Work instructions
All records are to be restated word for word, with pictures excluded.

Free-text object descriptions
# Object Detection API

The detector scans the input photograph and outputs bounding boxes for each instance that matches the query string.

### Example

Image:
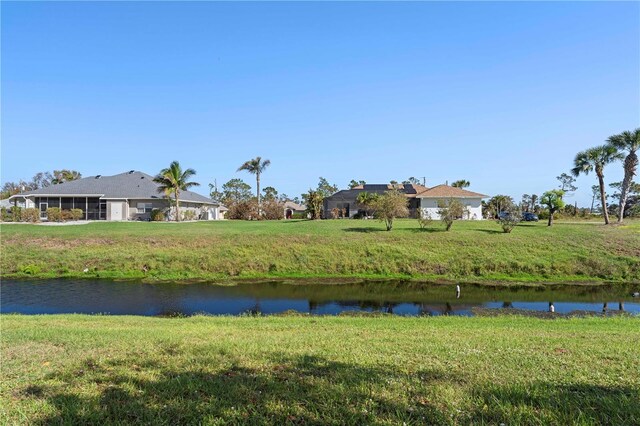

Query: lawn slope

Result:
[1,219,639,282]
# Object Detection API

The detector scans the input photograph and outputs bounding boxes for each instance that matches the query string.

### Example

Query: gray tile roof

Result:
[14,171,220,205]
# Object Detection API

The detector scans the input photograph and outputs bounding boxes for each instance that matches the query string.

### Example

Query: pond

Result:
[1,279,639,317]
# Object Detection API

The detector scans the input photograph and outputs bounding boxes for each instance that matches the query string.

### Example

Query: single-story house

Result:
[322,183,488,220]
[8,170,226,221]
[417,185,487,220]
[284,201,306,219]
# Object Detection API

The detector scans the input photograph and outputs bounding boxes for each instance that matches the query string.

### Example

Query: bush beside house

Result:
[20,208,40,223]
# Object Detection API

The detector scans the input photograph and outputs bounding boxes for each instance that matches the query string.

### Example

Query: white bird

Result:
[83,268,89,273]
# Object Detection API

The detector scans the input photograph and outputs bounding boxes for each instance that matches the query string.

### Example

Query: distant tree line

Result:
[1,169,82,199]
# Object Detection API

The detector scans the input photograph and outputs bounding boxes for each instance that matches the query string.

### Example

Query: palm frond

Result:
[607,128,640,152]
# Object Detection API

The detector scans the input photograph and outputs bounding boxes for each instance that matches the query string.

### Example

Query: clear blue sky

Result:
[2,1,638,206]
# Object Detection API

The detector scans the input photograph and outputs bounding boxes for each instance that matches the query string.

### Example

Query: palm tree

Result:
[356,191,378,217]
[153,161,199,222]
[237,156,271,211]
[571,145,622,224]
[451,179,470,188]
[607,128,640,222]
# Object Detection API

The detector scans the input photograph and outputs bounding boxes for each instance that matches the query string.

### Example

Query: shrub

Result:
[302,189,323,220]
[228,200,258,220]
[291,212,307,219]
[1,207,12,222]
[417,211,432,229]
[182,210,196,221]
[61,210,74,221]
[46,207,62,222]
[370,190,409,231]
[437,199,465,231]
[20,208,39,223]
[261,199,285,220]
[496,209,522,233]
[11,206,22,222]
[151,209,165,221]
[70,208,84,221]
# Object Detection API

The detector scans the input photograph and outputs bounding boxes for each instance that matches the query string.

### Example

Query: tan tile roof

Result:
[284,201,305,210]
[416,184,488,198]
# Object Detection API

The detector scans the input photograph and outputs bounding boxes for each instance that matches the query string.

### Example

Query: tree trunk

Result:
[618,151,638,223]
[590,194,595,214]
[256,173,261,216]
[175,190,180,222]
[547,209,553,227]
[597,172,609,225]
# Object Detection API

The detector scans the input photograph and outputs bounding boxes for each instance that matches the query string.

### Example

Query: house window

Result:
[137,203,153,214]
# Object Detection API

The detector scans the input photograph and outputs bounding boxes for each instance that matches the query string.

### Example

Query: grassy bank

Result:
[1,219,639,282]
[1,315,638,425]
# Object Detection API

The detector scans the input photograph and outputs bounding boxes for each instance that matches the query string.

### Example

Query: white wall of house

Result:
[419,197,483,220]
[205,205,221,220]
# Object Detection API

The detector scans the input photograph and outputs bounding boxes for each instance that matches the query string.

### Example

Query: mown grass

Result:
[1,219,639,283]
[1,315,638,425]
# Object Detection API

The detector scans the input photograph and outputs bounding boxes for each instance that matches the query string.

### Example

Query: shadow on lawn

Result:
[24,353,639,425]
[343,227,447,233]
[32,353,454,425]
[342,227,385,233]
[470,382,640,425]
[400,227,446,233]
[474,228,503,234]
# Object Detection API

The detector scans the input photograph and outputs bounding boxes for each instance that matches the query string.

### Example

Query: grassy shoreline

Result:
[2,219,639,283]
[2,314,638,425]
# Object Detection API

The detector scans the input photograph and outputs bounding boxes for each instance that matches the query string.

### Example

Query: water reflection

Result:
[1,279,639,317]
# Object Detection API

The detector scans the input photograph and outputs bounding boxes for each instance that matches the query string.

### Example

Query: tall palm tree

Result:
[237,156,271,211]
[571,145,622,224]
[607,128,640,223]
[153,161,199,222]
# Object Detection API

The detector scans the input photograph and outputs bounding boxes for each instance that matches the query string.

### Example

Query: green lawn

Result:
[1,219,639,282]
[1,315,638,425]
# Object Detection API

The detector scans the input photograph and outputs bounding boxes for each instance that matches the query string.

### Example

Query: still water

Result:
[2,279,639,317]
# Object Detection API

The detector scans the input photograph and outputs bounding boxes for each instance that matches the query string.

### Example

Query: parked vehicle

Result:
[523,212,539,222]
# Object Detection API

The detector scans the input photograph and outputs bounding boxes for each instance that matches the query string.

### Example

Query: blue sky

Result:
[2,1,638,205]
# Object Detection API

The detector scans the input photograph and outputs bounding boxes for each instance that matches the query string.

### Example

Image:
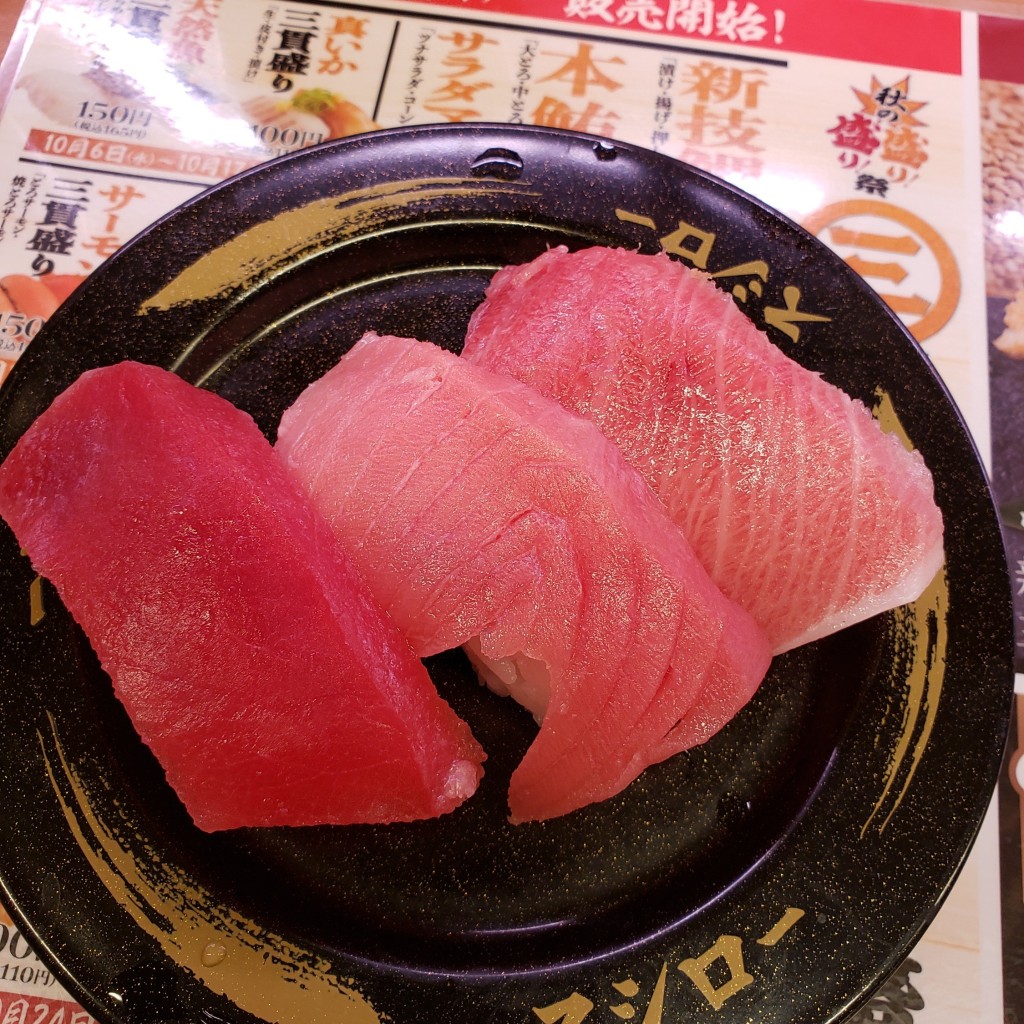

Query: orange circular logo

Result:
[803,199,960,342]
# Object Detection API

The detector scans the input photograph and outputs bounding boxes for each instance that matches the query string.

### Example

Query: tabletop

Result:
[0,2,1021,1024]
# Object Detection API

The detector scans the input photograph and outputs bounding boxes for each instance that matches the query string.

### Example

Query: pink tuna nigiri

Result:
[275,334,771,823]
[0,361,483,830]
[462,245,945,654]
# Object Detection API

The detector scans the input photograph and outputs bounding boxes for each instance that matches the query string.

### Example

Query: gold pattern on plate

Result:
[859,389,948,837]
[18,548,45,626]
[138,177,539,314]
[38,712,381,1024]
[28,576,44,626]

Task response
# Object Detection API

The detector scans the input photograph and outputs bounding boxes for each instance that matches the query string.

### Example

Image:

Query: lawn slope

Result:
[1,219,639,282]
# Object Detection API

The detector scans the input photograph and outputs bounding boxes for each instance that matches the query string.

### Example

Query: gray tile roof

Result:
[14,171,220,205]
# Object Detection API

The detector scans the input photograph and outputs bounding boxes for each instance that matches the query string.

### Example

Query: pond

Result:
[1,279,639,317]
# Object Detection API

The detector scans the input photograph and outputs bounding boxes for each instance that matches the query string.

### Example

Query: single-story house

Result:
[322,183,488,220]
[8,170,226,221]
[417,185,487,220]
[284,201,306,219]
# Object Detection API

The detector scans the input photograph and outputs bounding boxes for each instance that matches the query string.

### Example

Query: bush beside house

Result:
[20,208,40,223]
# Object Detection API

The detector scans the input photograph and outputs bounding boxes for each instance that matches the query string.

### Example

Query: white bird

Result:
[83,268,89,273]
# Object Detection API

The detector scans the input photograph and outputs bounding boxes for each instance that matches the query string.

### Example

Query: distant tree line

Result:
[1,169,82,199]
# Object Detection API

The detector scans the input photograph and outputs bounding boxes for each instance that matches the query string.

### Example

Query: palm frond

Result:
[607,128,640,152]
# Object Detection API

The detector scans the input photograph and outputs bounding boxes for each instance that matches the query string.

### Example

Query: clear blue sky

Result:
[2,1,638,206]
# Object Detection API

The detector scans the input photograph and outputs bounding boxes for each instance that matches the query string.

### Example

Query: palm tree

Result:
[356,191,378,217]
[153,161,199,222]
[237,156,271,211]
[571,145,622,224]
[451,179,470,188]
[607,128,640,222]
# Object Detection API

The detector scans the input photograph and outputs bounding boxes for each instance that matches the query string.

### Example

Query: shrub

Result:
[302,189,323,220]
[228,200,258,220]
[291,212,307,219]
[1,207,12,222]
[417,211,432,229]
[182,210,196,221]
[61,210,74,221]
[46,207,62,222]
[370,190,409,231]
[437,199,465,231]
[20,208,39,223]
[261,199,285,220]
[496,209,522,233]
[11,206,22,222]
[151,209,165,221]
[70,208,84,221]
# Object Detection API

The detector scans the input photograph and outputs bounding boxes for each instance that matches the query string.

### Example

Query: tan tile roof

Result:
[284,201,305,210]
[416,184,488,198]
# Object Detection API

The detector scans the input photograph and outputs bounding boxes for each instance that matches the query string.

### Example

Query: tree trunk

Result:
[618,151,638,223]
[590,194,595,214]
[256,173,261,216]
[175,190,180,222]
[547,209,553,227]
[597,172,609,225]
# Object Detection API

The detector scans the input photograph and outputs bounding boxes for each instance that matches the query string.

### Example

Query: house window

Result:
[137,203,153,214]
# Object Detection API

The detector scans the input photograph and outputs bounding boxes for each instance that matches the query string.

### Example

Query: grassy bank

Result:
[1,219,639,282]
[1,315,638,425]
# Object Detection API

The detector scans the input photograph and outputs bounding boxes for each instance that matches the query string.

### Example

Query: white wall of house

Result:
[419,197,483,220]
[205,205,221,220]
# Object Detection API

The detector scans the input photograph and outputs bounding boxes for each instance that matches the query string.

### Example

Query: mown grass

Result:
[1,219,639,283]
[1,315,638,425]
# Object Detection API

The detector scans the input photograph and outputs bounding boxes for each instance that matches the query string.

### Example

Query: shadow on lawn

Result:
[24,353,639,425]
[343,227,447,233]
[32,353,454,425]
[342,227,385,233]
[470,382,640,425]
[400,227,446,233]
[474,228,503,234]
# Object Detection API

The detector scans the input photograph and outputs bounding boxes for each instance that matches the query string.

### Example

Query: grassy shoreline

Result:
[2,219,639,283]
[2,314,638,425]
# Object Detection API

The detector scans the input photograph and outputs bounding boxes for each instance that matches the query string.

### Example

Query: water reflection

Result:
[1,279,639,317]
# Object Detection API

The detector scans the input photograph and outputs bounding boxes for each instance that matches the query string.

### Example

Query: tall palm tree

Result:
[237,156,271,211]
[571,145,622,224]
[607,128,640,223]
[153,161,199,222]
# Object Detection API

The detector scans the input photograph and outputs bounding boxes for each instance that matches the query string.

### Example

Query: green lawn

Result:
[1,219,639,282]
[1,315,638,425]
# Object Detection API

The detector scans the input photograph and outputs bounding boxes for each instance that matches the query string.

### Example

Query: still water

Result:
[2,279,639,317]
# Object Detection API

The detector scans the input photograph and outputs bounding boxes for each instance that matches the query string.

### Example

Query: parked vehicle

Result:
[523,212,539,222]
# Object Detection API

The detector scans the input photograph and outputs bounding boxes for each instance that matches the query string.

### Example

Query: blue sky

Result:
[2,1,638,205]
# Object Detection API

The detector scans the input photograph and outputs bounding boxes for each instance that matches the query string.

### Example

Image:

Query: orange circular logo

Result:
[803,199,960,342]
# Object Detection API

The detector scans the input photograph and outputs bounding boxes for each instance that matches the query string.

### Example

Query: tabletop

Result:
[0,2,1021,1024]
# Object Detection API

The detector scans the input photograph and outputs bounding boxes for each instance that matches the query string.

### Example

Query: pink tuna nigiri

Result:
[275,334,771,823]
[0,361,483,830]
[462,245,945,654]
# Object Detection API

The detector scans the input photograph and outputs bounding boxes for each instance that matches the query string.

### Example

Query: gold pattern on plate

Result:
[859,389,948,837]
[18,548,45,626]
[138,177,539,314]
[38,712,381,1024]
[28,576,44,626]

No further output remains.